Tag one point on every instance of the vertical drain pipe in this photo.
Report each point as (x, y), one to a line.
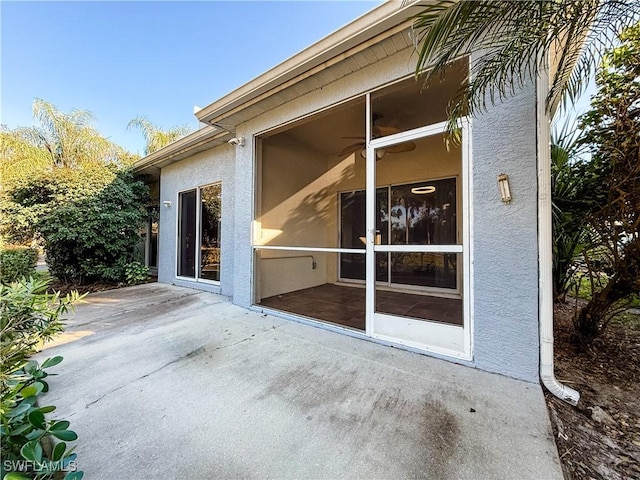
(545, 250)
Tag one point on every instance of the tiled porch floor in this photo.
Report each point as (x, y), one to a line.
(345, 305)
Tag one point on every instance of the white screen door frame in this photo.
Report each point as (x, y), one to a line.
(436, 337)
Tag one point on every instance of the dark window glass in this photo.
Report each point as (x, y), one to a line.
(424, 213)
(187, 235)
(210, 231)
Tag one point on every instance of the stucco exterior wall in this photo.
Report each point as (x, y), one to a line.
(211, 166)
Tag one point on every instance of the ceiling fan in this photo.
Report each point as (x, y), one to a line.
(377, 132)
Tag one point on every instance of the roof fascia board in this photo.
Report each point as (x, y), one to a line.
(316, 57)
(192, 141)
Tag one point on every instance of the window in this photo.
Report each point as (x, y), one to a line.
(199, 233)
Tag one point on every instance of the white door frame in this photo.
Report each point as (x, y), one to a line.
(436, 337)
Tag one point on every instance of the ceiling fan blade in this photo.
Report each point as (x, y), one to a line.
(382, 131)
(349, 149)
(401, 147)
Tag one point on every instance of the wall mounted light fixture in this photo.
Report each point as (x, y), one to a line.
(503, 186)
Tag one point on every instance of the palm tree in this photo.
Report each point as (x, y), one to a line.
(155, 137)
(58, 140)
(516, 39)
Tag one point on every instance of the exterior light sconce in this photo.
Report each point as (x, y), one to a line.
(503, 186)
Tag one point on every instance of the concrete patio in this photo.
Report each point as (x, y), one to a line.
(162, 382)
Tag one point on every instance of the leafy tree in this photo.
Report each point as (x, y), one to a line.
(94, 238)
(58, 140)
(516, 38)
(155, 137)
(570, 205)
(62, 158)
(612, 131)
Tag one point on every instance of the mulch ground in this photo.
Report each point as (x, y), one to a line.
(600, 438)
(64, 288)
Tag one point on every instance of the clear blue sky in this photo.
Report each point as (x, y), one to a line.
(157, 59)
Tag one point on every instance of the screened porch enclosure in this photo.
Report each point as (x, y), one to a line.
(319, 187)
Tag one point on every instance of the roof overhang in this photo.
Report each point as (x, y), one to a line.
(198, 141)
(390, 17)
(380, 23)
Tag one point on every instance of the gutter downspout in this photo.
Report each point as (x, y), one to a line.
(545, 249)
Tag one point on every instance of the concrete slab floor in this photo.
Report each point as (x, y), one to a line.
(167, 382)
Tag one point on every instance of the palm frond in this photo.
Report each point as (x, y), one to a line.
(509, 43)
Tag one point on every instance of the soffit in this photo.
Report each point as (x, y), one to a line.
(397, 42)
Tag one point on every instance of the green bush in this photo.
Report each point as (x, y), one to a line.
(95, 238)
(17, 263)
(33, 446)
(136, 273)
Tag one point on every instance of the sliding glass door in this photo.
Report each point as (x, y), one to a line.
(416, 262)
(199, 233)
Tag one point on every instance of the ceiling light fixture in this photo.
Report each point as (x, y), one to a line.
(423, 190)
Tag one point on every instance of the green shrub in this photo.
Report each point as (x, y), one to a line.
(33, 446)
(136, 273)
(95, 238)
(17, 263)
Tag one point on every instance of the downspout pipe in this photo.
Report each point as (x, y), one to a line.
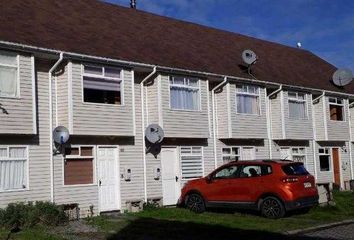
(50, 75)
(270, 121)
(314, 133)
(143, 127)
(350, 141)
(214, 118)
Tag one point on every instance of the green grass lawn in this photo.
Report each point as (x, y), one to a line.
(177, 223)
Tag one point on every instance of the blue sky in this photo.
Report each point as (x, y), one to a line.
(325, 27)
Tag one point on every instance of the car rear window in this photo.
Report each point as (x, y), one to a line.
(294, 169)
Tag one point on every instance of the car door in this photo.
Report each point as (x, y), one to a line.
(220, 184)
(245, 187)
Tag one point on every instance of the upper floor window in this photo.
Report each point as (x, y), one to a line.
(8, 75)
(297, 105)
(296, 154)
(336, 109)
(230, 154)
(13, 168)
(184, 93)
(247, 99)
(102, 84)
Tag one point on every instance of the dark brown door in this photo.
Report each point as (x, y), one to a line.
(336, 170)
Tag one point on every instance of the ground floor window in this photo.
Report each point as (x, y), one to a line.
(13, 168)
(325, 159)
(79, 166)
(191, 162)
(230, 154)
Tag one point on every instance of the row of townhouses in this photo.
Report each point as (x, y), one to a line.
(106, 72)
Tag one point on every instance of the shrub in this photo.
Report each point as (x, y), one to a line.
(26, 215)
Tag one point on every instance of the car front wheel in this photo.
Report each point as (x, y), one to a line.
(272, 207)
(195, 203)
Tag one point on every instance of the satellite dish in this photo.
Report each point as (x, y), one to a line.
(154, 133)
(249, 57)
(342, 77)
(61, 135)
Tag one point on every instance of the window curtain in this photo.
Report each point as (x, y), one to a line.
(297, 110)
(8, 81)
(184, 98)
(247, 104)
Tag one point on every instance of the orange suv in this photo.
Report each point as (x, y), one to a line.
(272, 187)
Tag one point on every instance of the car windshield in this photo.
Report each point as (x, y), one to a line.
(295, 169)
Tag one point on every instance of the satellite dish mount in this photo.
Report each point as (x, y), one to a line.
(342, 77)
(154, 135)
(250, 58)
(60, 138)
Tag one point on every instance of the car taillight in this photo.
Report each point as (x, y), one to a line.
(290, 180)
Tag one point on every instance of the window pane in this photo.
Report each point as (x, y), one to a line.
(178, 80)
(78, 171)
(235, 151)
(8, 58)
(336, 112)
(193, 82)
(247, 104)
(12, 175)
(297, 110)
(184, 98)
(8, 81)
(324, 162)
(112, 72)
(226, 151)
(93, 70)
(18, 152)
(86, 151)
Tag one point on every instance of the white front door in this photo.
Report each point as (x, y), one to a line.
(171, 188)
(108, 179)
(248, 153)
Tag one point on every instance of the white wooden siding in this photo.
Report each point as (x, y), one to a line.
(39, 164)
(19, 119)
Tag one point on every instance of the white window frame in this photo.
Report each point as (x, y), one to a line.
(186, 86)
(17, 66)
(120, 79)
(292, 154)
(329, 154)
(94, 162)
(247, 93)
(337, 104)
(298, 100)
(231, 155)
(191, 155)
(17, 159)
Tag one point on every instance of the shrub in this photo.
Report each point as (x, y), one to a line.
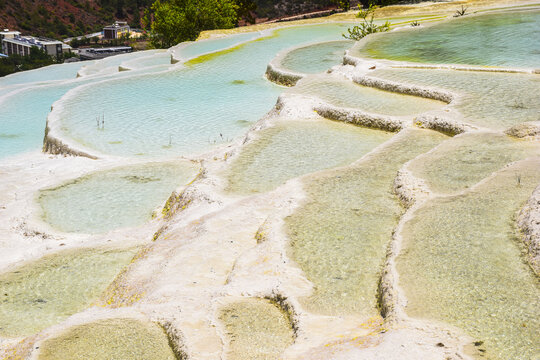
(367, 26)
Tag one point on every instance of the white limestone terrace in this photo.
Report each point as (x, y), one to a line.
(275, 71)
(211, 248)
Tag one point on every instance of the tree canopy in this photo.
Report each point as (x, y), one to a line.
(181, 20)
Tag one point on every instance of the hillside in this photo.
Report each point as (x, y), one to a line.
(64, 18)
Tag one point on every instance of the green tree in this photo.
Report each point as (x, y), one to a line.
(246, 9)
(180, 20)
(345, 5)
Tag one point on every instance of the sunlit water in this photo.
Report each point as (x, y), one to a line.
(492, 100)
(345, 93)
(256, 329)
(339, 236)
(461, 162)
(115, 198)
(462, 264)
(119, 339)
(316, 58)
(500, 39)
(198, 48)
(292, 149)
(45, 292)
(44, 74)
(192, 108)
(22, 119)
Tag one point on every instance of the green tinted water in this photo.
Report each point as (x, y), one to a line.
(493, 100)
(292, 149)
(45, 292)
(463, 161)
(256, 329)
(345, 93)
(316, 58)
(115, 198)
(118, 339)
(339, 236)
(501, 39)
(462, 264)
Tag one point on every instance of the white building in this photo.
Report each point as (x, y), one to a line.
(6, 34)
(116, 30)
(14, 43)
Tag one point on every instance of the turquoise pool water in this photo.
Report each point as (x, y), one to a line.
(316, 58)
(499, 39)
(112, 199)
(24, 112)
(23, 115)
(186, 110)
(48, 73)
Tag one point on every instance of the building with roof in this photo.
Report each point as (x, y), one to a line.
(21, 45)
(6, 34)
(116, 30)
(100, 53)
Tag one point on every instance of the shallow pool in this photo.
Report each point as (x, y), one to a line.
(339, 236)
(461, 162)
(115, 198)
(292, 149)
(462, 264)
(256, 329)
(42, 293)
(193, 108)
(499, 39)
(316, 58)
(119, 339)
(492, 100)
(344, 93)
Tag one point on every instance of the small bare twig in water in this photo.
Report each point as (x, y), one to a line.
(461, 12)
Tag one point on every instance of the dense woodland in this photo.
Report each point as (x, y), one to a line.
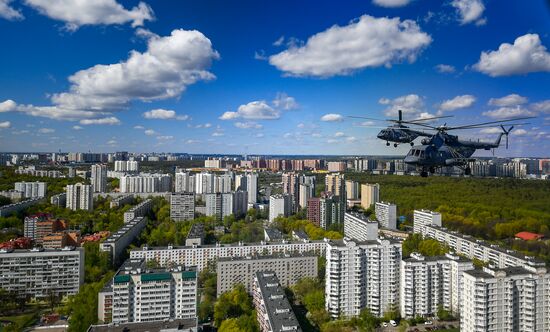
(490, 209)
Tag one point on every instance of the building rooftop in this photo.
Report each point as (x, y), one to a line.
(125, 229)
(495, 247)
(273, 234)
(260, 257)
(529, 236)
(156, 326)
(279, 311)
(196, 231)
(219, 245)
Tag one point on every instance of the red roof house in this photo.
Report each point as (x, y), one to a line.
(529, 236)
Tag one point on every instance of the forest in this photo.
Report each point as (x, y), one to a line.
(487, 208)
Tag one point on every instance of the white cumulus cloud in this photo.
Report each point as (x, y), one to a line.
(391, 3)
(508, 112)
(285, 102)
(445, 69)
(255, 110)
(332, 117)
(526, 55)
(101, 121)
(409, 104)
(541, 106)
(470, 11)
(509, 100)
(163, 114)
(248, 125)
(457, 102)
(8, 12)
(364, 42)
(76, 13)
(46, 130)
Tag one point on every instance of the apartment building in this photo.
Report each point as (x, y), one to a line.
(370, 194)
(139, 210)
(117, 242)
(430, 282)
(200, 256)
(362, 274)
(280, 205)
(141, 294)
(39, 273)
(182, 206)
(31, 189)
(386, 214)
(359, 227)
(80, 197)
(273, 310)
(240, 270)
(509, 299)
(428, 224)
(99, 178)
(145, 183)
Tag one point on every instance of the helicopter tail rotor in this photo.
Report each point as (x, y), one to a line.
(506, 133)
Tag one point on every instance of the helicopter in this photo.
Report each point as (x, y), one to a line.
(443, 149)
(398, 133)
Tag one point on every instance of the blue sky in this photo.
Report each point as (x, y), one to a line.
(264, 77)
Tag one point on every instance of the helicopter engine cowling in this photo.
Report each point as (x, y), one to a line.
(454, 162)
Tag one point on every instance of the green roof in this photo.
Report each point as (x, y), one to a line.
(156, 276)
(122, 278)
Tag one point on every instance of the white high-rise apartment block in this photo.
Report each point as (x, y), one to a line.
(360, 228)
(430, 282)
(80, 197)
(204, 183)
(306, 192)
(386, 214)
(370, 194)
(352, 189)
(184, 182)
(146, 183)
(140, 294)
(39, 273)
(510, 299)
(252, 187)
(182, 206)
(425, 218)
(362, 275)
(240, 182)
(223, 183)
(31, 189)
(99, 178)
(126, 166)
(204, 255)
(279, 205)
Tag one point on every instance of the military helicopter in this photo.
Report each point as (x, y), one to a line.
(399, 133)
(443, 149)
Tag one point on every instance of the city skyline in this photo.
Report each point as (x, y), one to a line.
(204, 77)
┄┄┄┄┄┄┄┄┄┄┄┄┄┄┄┄┄┄┄┄
Copy out the material from the line containing "Tag one point on every instance of the city" through its final line, keeping the request lines as they are and shifting each answer point by adding 111 to both of its coordinates.

*RESULT FOR THIS EXERCISE:*
Tag one point on every instance of the city skyline in this photo.
Report each point as (x, y), one to a line.
(315, 188)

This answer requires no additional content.